#### [Prompt]
In your copy, reproduce the entries exactly as they are, minus the images.

#### [Data supplied]
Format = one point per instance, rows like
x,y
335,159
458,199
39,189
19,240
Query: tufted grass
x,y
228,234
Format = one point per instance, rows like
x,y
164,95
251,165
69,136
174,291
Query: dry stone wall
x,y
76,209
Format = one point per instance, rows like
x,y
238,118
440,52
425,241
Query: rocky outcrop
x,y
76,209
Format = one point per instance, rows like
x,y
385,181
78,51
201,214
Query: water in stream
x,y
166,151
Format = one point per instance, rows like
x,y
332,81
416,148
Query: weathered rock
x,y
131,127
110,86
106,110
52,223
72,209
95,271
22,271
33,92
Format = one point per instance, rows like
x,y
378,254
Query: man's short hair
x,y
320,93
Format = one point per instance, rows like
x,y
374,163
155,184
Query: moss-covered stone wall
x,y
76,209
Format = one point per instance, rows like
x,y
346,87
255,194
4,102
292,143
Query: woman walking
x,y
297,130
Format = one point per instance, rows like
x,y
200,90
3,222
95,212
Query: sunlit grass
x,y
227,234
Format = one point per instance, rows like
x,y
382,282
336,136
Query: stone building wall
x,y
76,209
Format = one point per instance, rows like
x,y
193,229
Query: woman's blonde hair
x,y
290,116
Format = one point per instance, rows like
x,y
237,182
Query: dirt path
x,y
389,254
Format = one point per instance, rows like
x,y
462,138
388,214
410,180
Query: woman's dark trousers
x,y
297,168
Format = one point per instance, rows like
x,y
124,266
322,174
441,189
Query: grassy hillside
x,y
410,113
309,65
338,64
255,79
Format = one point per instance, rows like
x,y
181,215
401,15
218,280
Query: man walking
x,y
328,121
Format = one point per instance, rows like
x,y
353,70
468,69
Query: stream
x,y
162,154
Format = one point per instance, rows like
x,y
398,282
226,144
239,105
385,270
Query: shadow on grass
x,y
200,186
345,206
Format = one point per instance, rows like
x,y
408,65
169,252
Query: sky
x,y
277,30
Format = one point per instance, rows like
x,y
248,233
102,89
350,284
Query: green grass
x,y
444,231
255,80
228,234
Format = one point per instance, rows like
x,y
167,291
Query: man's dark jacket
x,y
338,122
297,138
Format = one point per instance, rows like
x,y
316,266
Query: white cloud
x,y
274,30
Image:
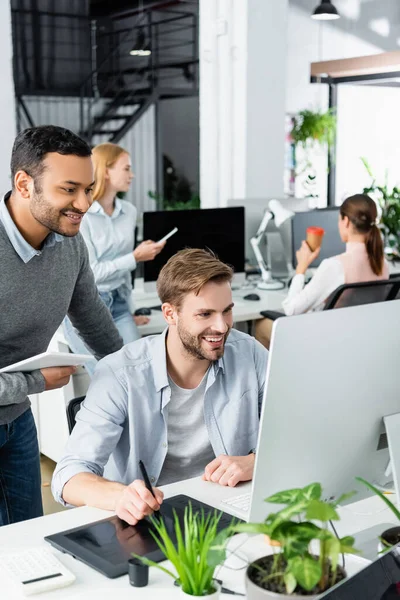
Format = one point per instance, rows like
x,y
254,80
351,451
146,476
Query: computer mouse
x,y
139,312
252,297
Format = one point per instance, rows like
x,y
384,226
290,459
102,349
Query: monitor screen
x,y
327,218
219,229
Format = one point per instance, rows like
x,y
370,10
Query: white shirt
x,y
351,267
328,277
110,242
189,447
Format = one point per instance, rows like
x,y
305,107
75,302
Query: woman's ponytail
x,y
374,247
361,210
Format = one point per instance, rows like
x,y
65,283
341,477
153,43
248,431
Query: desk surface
x,y
91,585
244,310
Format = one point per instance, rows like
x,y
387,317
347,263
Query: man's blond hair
x,y
188,271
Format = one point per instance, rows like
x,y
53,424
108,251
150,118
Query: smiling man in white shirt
x,y
186,402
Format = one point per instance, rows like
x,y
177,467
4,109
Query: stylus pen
x,y
146,478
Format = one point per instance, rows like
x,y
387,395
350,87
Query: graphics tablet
x,y
47,359
107,545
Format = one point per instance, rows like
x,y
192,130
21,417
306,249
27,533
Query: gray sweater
x,y
34,298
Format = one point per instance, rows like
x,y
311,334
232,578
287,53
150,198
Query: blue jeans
x,y
20,483
122,318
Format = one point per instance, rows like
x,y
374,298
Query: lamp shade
x,y
325,11
140,48
281,214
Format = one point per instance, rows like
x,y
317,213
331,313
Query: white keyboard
x,y
238,504
35,570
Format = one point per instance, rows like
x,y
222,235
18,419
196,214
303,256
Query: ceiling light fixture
x,y
325,11
140,48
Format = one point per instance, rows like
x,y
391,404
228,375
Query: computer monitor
x,y
320,217
219,229
332,377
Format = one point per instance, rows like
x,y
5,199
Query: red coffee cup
x,y
314,237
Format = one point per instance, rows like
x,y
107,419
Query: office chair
x,y
72,410
369,292
354,294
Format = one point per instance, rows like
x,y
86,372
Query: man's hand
x,y
147,250
56,377
136,502
230,470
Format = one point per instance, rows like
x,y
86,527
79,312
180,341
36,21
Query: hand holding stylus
x,y
136,502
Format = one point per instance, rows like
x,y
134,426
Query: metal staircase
x,y
122,88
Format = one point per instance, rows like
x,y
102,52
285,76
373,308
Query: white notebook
x,y
47,359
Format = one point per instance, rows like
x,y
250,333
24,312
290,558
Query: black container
x,y
138,573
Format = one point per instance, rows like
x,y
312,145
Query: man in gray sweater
x,y
44,275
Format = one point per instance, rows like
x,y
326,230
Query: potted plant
x,y
388,201
311,129
187,549
314,127
305,556
390,536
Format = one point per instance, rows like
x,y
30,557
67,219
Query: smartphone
x,y
165,238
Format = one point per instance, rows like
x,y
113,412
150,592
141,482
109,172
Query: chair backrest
x,y
369,292
72,410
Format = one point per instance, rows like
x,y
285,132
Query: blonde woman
x,y
109,229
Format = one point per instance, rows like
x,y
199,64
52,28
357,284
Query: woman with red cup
x,y
363,261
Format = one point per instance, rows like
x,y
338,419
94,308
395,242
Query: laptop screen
x,y
379,581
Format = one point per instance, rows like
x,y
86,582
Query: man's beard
x,y
193,344
48,216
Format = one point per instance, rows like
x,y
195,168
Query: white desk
x,y
91,585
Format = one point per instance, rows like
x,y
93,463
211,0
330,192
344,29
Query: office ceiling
x,y
374,21
105,8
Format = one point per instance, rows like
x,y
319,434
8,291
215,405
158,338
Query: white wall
x,y
7,103
311,41
242,99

#### [Correct response]
Format = one point per instance, rows like
x,y
335,159
458,199
39,189
19,240
Query: tufted grass
x,y
228,234
Format = one point per instance, rows like
x,y
164,95
251,165
69,136
174,291
Query: dry stone wall
x,y
76,209
Format = one point per instance, rows like
x,y
238,118
440,52
425,241
Query: rocky outcrop
x,y
76,209
Format = one point per instance, rows like
x,y
385,181
78,51
201,214
Query: water in stream
x,y
166,151
Format = one point per instance, rows like
x,y
332,81
416,148
Query: weathered rock
x,y
131,127
110,86
106,110
52,223
72,209
95,271
22,271
33,92
Format = one point per instance, rows like
x,y
378,254
Query: man's short hair
x,y
320,93
Format = one point per instance, rows like
x,y
374,163
155,184
Query: moss-covered stone wall
x,y
76,209
Format = one point per instance, rows like
x,y
346,87
255,194
4,102
292,143
Query: woman walking
x,y
297,130
Format = one point per instance, rows like
x,y
200,90
3,222
95,212
Query: sunlit grass
x,y
227,234
Format = one point per instance, rows like
x,y
382,282
336,136
Query: stone building wall
x,y
76,209
Format = one point per instance, rows like
x,y
193,229
Query: woman's blonde hair
x,y
290,116
Format = one point per instance, rows like
x,y
237,182
Query: dirt path
x,y
389,254
Format = one point per instance, rows like
x,y
462,138
388,214
410,180
Query: woman's dark trousers
x,y
297,168
Format = one point per instance, rows like
x,y
124,266
322,174
441,189
Query: grassy hillside
x,y
410,113
309,65
338,64
255,79
Format = one point per instance, rows like
x,y
181,215
401,15
218,280
Query: man walking
x,y
328,121
Format = one point per instance, rows like
x,y
353,70
468,69
Query: stream
x,y
162,154
Format = one point per instance, rows like
x,y
398,282
226,144
239,105
385,270
Query: shadow on grass
x,y
200,186
345,206
Format = one point per instance, rows like
x,y
408,65
169,252
Query: sky
x,y
277,30
Format = one point per instance, rows like
x,y
248,233
102,89
350,284
Query: green grass
x,y
444,231
255,80
228,234
Format = one point per instance, rows like
x,y
167,291
Query: man's dark jacket
x,y
338,122
297,138
Format = one point per instance, rows like
x,y
316,266
Query: white cloud
x,y
274,30
Image:
Format = one point per instance, rows like
x,y
254,80
351,451
146,476
Query: computer mouse
x,y
139,312
252,297
Format = one point per instance, rows like
x,y
384,226
290,459
102,349
Query: monitor screen
x,y
327,218
219,229
Format = one point per instance, rows like
x,y
370,10
Query: white shirt
x,y
351,267
328,277
110,242
189,447
Format = one point per instance, rows like
x,y
305,107
75,302
Query: woman's ponytail
x,y
374,247
361,210
Format = one point per instance, rows like
x,y
65,283
341,477
153,43
248,431
Query: desk surface
x,y
91,585
244,310
Format = one point per instance, rows like
x,y
387,317
347,263
Query: man's blond hair
x,y
188,271
Format = one point per instance, rows like
x,y
53,424
108,251
150,118
Query: smiling man in white shirt
x,y
186,402
Format = one point per instance, rows like
x,y
177,467
4,109
Query: stylus pen
x,y
146,478
Format = one point per instance, rows like
x,y
387,395
350,87
Query: graphics tablet
x,y
47,359
107,545
Format = one point per instance, rows like
x,y
192,130
21,417
306,249
27,533
Query: gray sweater
x,y
34,298
Format = one point per instance, rows like
x,y
311,334
232,578
287,53
150,198
Query: blue jeans
x,y
20,483
122,318
Format = one point per instance, rows like
x,y
374,298
Query: lamp shade
x,y
325,11
140,48
281,214
Format = one point per instance, rows like
x,y
317,213
331,313
Query: white keyboard
x,y
238,504
35,570
Format = one point per instance, rows like
x,y
222,235
18,419
196,214
303,256
Query: ceiling light fixture
x,y
325,11
140,48
Format = one point per instance, rows like
x,y
391,404
228,375
Query: computer monitor
x,y
320,217
219,229
332,377
Format = one point per instance, rows like
x,y
5,199
Query: red coffee cup
x,y
314,237
Format = one point per instance, rows like
x,y
107,419
Query: office chair
x,y
72,410
369,292
354,294
Format = one point per instance, rows like
x,y
86,372
Query: man's hand
x,y
147,250
56,377
136,502
230,470
Format = one point per instance, rows like
x,y
86,527
79,312
180,341
36,21
Query: hand holding stylus
x,y
136,502
Format = one point per instance, rows like
x,y
134,426
Query: metal staircase
x,y
122,88
Format = one point per instance, rows like
x,y
102,52
285,76
373,308
Query: white notebook
x,y
47,359
Format = one point per instance, rows like
x,y
250,333
24,312
290,558
Query: black container
x,y
138,573
Format = one point per instance, rows like
x,y
312,145
Query: man in gray sweater
x,y
44,275
Format = one point per instance, rows like
x,y
326,230
Query: potted plant
x,y
388,201
311,129
187,549
314,127
305,556
390,536
Format = one point per instance, rows like
x,y
30,557
67,219
Query: smartphone
x,y
165,238
Format = one point per instance, rows like
x,y
113,412
150,592
141,482
109,172
Query: chair backrest
x,y
369,292
72,410
Format = one point per instance, rows like
x,y
285,132
Query: blonde woman
x,y
109,229
Format = one point per instance, rows like
x,y
199,64
52,28
357,284
Query: woman with red cup
x,y
363,261
Format = one point per instance, rows like
x,y
338,419
94,308
395,242
Query: laptop screen
x,y
379,581
Format = one point per instance, rows like
x,y
86,582
Query: man's beard
x,y
193,344
48,216
Format = one point per instance, rows like
x,y
195,168
Query: white desk
x,y
91,585
Format = one point per instance, rows like
x,y
93,463
211,0
330,192
344,29
Query: office ceiling
x,y
374,21
105,8
Format = one point per instance, rows like
x,y
319,434
8,291
215,405
158,338
Query: white wall
x,y
7,103
311,41
242,99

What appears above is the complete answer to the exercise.